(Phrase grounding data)
=-=-=
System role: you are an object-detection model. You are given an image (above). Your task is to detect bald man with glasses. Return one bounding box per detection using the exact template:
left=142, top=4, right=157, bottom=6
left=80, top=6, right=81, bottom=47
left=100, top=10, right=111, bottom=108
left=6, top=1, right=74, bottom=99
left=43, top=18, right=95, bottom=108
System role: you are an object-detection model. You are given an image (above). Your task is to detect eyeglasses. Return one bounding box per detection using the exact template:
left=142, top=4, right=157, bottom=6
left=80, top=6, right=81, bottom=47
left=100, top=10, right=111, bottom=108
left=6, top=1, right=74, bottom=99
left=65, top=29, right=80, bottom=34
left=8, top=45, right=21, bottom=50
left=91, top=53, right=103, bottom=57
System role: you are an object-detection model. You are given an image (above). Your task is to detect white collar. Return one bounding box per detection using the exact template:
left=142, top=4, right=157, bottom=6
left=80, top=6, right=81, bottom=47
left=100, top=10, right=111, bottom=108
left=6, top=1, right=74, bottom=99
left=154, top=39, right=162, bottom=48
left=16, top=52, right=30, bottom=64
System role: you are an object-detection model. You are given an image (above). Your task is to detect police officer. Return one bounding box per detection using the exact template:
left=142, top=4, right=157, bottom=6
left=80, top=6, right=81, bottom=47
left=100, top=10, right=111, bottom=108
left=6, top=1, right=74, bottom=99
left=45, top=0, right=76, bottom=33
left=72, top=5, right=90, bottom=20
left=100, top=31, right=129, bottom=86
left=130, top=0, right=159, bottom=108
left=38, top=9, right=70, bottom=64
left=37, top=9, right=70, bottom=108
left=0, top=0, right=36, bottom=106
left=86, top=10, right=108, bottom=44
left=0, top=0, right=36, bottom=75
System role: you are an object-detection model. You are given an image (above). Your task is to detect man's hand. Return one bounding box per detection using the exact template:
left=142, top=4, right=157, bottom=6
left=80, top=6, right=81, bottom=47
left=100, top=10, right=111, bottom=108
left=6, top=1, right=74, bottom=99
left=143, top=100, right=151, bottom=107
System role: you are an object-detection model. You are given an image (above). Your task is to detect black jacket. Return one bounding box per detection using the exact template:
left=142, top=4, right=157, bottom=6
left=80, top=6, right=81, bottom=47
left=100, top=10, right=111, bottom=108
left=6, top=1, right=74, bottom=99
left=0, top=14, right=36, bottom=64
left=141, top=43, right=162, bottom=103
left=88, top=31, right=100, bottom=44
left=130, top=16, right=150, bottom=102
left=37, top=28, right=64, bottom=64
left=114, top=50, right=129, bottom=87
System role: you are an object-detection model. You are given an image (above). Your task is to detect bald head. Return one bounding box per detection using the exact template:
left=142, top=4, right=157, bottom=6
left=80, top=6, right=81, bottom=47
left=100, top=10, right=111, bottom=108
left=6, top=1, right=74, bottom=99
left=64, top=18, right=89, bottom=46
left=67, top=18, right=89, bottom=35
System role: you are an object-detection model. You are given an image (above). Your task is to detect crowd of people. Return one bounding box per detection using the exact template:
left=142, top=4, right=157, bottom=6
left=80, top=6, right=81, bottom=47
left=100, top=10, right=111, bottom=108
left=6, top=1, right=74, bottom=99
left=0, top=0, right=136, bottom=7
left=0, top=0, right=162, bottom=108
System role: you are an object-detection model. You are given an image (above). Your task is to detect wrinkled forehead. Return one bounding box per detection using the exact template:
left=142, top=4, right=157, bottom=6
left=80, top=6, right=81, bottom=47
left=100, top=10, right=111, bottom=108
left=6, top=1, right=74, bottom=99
=-=-=
* **EXERCISE OBJECTIVE**:
All records shown above must be set down again verbatim.

* **ANSWER TO THIS EXERCISE**:
System role: you are an object-detection model. You are given an image (above). Your task is to detect bald man with glasses. Return one bounding box per detection using the exact template:
left=142, top=4, right=157, bottom=6
left=80, top=6, right=81, bottom=47
left=100, top=10, right=111, bottom=108
left=6, top=1, right=74, bottom=99
left=43, top=18, right=95, bottom=108
System role: you are an object-detection model. You are given an image (above). Your task is to detect eyeglasses. Return one bounding box per detection using the exact template:
left=142, top=4, right=157, bottom=6
left=80, top=6, right=81, bottom=47
left=100, top=10, right=111, bottom=108
left=6, top=1, right=74, bottom=99
left=65, top=29, right=80, bottom=34
left=8, top=45, right=21, bottom=50
left=91, top=53, right=103, bottom=57
System role: you are an object-detection model. You are given an image (above). Your task is to detect white collar. Return one bounding box per detection using the exact template:
left=142, top=4, right=157, bottom=6
left=80, top=6, right=81, bottom=47
left=100, top=10, right=111, bottom=108
left=6, top=1, right=74, bottom=99
left=154, top=39, right=162, bottom=48
left=16, top=52, right=30, bottom=64
System role: you are an object-detection model. You are given an image (above). Your task is to detect police officer. Return one bounding box per detection using the exact template:
left=142, top=4, right=157, bottom=6
left=80, top=6, right=81, bottom=47
left=100, top=10, right=111, bottom=108
left=6, top=1, right=74, bottom=99
left=45, top=0, right=76, bottom=33
left=72, top=5, right=90, bottom=20
left=100, top=31, right=129, bottom=86
left=130, top=0, right=159, bottom=108
left=38, top=9, right=70, bottom=64
left=37, top=9, right=70, bottom=108
left=0, top=0, right=36, bottom=106
left=86, top=10, right=108, bottom=44
left=0, top=0, right=36, bottom=75
System role: you are an object-detection model. You are given an image (above). Your task is to detect man's hand. Return one bounding box per detection using the exact template:
left=142, top=4, right=157, bottom=6
left=80, top=6, right=81, bottom=47
left=100, top=10, right=111, bottom=108
left=6, top=1, right=74, bottom=99
left=143, top=100, right=151, bottom=107
System role: you are an object-detection model. You are given an image (above). Your task is to detect black jacket. Return one bounding box per detection using the exact template:
left=142, top=4, right=157, bottom=6
left=80, top=6, right=81, bottom=47
left=100, top=10, right=111, bottom=108
left=6, top=1, right=74, bottom=99
left=0, top=14, right=36, bottom=64
left=141, top=43, right=162, bottom=103
left=88, top=31, right=100, bottom=44
left=130, top=16, right=150, bottom=102
left=37, top=28, right=64, bottom=64
left=114, top=50, right=129, bottom=87
System role: you are an object-detection model. You are given an image (above). Your task is to detect bald head. Return one bounding box per detection using the exact template:
left=142, top=4, right=157, bottom=6
left=80, top=6, right=81, bottom=47
left=100, top=10, right=111, bottom=108
left=6, top=1, right=74, bottom=99
left=64, top=18, right=89, bottom=46
left=67, top=18, right=89, bottom=35
System role: you are an object-detection model. You are given an image (above). Your task is to detect crowd of people. Return one bounding box per detection using the exact template:
left=142, top=4, right=157, bottom=6
left=80, top=6, right=81, bottom=47
left=100, top=10, right=111, bottom=108
left=6, top=1, right=74, bottom=99
left=0, top=0, right=136, bottom=7
left=0, top=0, right=162, bottom=108
System role: you are an object-detection model. You are given an image (above). Your task is to detect wrinkled forehead. Return one bounding box per detection using the exact template:
left=142, top=4, right=157, bottom=6
left=80, top=6, right=81, bottom=47
left=100, top=10, right=111, bottom=108
left=6, top=1, right=74, bottom=99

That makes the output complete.